## TASK TO COMPLETE
Beginning at the line with "Greenhouse-scouting request: tag the road", output each line to the end of the listing below exactly, please.
** Begin EXTRACTED MATERIAL **
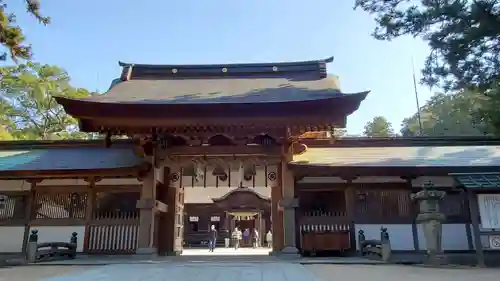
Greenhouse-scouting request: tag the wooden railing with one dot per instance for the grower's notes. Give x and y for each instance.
(114, 232)
(324, 231)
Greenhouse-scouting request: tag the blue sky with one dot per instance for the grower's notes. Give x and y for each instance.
(88, 38)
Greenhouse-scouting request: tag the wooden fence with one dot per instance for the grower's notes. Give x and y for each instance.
(110, 218)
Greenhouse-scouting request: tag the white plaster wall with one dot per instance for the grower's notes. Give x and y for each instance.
(14, 185)
(485, 240)
(60, 234)
(11, 239)
(437, 181)
(401, 235)
(455, 237)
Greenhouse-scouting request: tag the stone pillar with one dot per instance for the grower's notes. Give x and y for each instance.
(274, 182)
(146, 205)
(431, 219)
(288, 204)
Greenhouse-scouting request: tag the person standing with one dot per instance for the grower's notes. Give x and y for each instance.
(255, 238)
(269, 239)
(212, 239)
(246, 237)
(236, 238)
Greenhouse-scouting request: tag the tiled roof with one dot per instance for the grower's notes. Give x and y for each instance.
(478, 180)
(424, 156)
(204, 195)
(222, 90)
(81, 158)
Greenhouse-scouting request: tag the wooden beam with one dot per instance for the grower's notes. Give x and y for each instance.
(474, 213)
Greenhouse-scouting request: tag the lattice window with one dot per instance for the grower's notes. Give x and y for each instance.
(384, 204)
(116, 205)
(13, 207)
(60, 205)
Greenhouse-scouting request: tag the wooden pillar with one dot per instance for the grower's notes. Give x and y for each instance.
(147, 214)
(350, 208)
(88, 213)
(474, 214)
(175, 215)
(288, 204)
(274, 182)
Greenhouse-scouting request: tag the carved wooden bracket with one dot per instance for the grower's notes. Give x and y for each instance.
(288, 203)
(152, 204)
(217, 161)
(34, 181)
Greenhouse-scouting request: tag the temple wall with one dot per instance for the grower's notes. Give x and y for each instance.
(59, 234)
(485, 241)
(401, 235)
(20, 185)
(11, 239)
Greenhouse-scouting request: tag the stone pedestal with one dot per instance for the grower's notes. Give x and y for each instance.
(431, 220)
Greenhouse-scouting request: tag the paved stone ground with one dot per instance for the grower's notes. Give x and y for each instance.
(333, 272)
(175, 272)
(271, 271)
(226, 252)
(38, 273)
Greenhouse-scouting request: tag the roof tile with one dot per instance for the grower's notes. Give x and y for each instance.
(81, 158)
(424, 156)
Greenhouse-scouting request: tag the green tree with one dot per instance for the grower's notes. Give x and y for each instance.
(30, 111)
(339, 132)
(464, 37)
(11, 35)
(447, 115)
(378, 127)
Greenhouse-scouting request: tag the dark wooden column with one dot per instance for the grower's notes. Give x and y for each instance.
(474, 214)
(350, 208)
(274, 180)
(175, 216)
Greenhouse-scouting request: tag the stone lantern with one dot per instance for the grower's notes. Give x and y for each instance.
(431, 219)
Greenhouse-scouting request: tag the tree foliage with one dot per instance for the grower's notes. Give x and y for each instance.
(448, 115)
(28, 106)
(11, 35)
(464, 37)
(378, 127)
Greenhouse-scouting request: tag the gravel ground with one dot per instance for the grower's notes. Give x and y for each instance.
(35, 273)
(331, 272)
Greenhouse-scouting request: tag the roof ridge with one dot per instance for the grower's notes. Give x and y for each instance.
(275, 69)
(327, 60)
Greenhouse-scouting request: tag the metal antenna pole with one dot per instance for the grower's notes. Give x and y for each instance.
(416, 97)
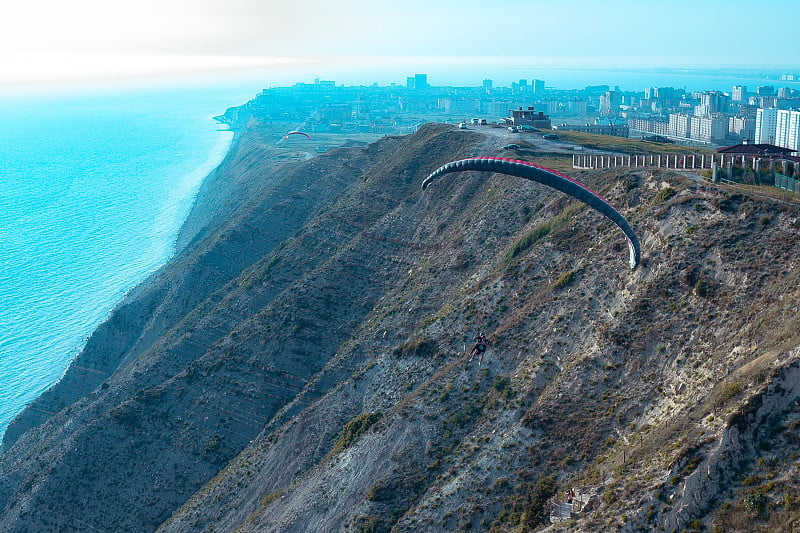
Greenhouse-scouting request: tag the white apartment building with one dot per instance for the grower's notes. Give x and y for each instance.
(680, 125)
(766, 125)
(743, 127)
(787, 131)
(709, 129)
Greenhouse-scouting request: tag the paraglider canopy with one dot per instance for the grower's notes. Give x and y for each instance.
(551, 178)
(297, 133)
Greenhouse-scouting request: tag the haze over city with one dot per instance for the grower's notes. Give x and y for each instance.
(86, 40)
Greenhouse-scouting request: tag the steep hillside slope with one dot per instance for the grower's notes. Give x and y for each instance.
(301, 366)
(656, 388)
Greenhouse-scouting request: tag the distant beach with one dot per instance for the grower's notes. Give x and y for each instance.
(93, 191)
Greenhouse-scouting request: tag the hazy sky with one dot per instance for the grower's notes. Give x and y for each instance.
(83, 39)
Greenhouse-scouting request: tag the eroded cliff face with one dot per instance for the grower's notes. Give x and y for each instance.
(301, 365)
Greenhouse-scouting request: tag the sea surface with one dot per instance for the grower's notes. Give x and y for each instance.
(94, 187)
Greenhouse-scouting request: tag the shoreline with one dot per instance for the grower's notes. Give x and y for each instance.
(188, 196)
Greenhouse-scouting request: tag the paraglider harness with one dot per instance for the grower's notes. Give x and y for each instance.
(480, 347)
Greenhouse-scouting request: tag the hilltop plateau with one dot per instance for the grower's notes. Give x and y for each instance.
(301, 364)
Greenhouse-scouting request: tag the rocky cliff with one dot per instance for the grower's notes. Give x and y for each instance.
(301, 365)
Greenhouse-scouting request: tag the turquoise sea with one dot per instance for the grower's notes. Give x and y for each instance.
(93, 189)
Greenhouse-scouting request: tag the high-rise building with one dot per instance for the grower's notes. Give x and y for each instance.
(680, 125)
(787, 131)
(766, 90)
(739, 93)
(766, 125)
(609, 104)
(742, 127)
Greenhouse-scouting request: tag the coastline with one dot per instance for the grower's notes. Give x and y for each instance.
(33, 412)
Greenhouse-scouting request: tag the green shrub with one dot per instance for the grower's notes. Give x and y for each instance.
(354, 429)
(565, 279)
(663, 195)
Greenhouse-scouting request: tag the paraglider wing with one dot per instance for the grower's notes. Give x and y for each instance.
(297, 133)
(548, 177)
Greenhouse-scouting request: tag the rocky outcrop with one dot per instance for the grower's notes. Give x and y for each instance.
(301, 365)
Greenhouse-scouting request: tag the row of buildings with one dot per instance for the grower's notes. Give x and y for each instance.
(713, 117)
(780, 127)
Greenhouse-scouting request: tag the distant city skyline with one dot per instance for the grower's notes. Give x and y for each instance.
(51, 41)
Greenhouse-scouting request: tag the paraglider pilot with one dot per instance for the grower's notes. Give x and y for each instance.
(481, 343)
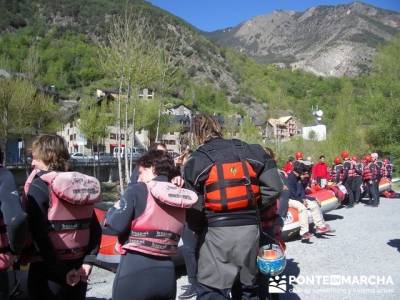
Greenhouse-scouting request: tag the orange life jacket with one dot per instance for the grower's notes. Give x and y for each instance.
(230, 186)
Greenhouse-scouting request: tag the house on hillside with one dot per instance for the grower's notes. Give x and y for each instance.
(178, 140)
(282, 128)
(145, 94)
(77, 142)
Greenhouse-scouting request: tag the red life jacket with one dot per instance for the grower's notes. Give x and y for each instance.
(72, 197)
(371, 172)
(348, 165)
(158, 229)
(358, 168)
(388, 170)
(231, 185)
(6, 257)
(337, 173)
(288, 167)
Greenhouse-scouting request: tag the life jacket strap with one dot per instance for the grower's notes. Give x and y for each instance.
(156, 234)
(70, 225)
(153, 245)
(230, 183)
(5, 249)
(79, 250)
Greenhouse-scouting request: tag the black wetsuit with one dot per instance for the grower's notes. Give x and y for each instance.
(139, 276)
(15, 220)
(47, 278)
(244, 223)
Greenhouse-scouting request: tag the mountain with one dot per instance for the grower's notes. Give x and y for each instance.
(325, 40)
(49, 24)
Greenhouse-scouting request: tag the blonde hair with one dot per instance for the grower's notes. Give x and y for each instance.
(205, 127)
(52, 150)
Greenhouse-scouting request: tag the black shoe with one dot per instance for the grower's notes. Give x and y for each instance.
(189, 293)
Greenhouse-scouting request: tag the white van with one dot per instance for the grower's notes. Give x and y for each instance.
(136, 152)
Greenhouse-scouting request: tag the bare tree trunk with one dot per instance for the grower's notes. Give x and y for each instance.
(159, 120)
(127, 176)
(94, 163)
(121, 182)
(3, 148)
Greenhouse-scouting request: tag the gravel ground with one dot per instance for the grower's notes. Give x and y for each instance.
(366, 246)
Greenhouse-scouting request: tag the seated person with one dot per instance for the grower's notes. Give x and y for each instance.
(301, 202)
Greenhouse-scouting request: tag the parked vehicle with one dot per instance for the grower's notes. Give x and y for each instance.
(135, 152)
(80, 157)
(104, 157)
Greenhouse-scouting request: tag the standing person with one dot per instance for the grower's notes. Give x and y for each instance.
(149, 220)
(348, 175)
(301, 202)
(155, 146)
(371, 178)
(13, 226)
(299, 155)
(230, 177)
(190, 241)
(288, 167)
(357, 179)
(320, 172)
(337, 170)
(62, 223)
(388, 168)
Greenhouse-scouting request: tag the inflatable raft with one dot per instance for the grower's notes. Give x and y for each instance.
(326, 199)
(385, 185)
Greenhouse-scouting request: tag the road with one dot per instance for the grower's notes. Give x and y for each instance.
(360, 262)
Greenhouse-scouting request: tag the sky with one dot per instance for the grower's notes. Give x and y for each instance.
(209, 15)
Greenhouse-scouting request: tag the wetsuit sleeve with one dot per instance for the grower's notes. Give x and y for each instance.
(293, 188)
(14, 217)
(192, 174)
(37, 208)
(135, 175)
(346, 167)
(271, 184)
(118, 220)
(94, 241)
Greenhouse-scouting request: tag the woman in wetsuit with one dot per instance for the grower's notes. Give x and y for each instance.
(52, 277)
(148, 231)
(13, 226)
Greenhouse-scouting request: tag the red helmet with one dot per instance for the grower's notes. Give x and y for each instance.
(298, 155)
(345, 154)
(337, 160)
(368, 158)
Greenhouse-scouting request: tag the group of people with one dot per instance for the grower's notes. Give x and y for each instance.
(358, 176)
(224, 200)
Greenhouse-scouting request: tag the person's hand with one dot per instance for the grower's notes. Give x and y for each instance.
(72, 277)
(84, 272)
(178, 181)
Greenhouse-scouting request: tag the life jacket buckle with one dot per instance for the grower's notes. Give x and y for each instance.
(247, 181)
** End EXTRACTED MATERIAL **
## ANSWER TO THIS PROBLEM
Greenhouse-scouting request: tag the road with one dot per instance for the grower's notes. Give x and y for each instance.
(360, 262)
Greenhouse-scouting request: tag the sky with one dot per instance for the grower's notes. Give x and y for each instance.
(209, 15)
Greenhouse-scouting request: tag the wetsuit sleeve with one dot per instance for the grower's notes. Give x and y for each instance.
(293, 188)
(14, 217)
(192, 174)
(37, 208)
(135, 175)
(346, 167)
(271, 184)
(118, 220)
(94, 241)
Greenhouse-scouting request: tag the woman in wetsuit with one dot per instance for the grower's notes. Give x and y for each instance.
(52, 277)
(148, 231)
(13, 226)
Greenhouse-scouting request: tag the red helmet with one dot per instance for the grower's notes. Give x and y for each instance.
(298, 155)
(345, 154)
(337, 160)
(368, 158)
Greenhouse-scouting request: tag the group of people with one dot per instance for the grower's notes. Give x and y for each instance.
(358, 176)
(224, 200)
Greenhouse-scouting request: tag the person's hand with one dot per instance for the grower's notes. Give x and y for each instance.
(72, 277)
(84, 272)
(178, 181)
Greenhouse-scouting request: tag the life jacket buckle with one dot per instance for the grower's notes. Give x and y for each instance.
(247, 181)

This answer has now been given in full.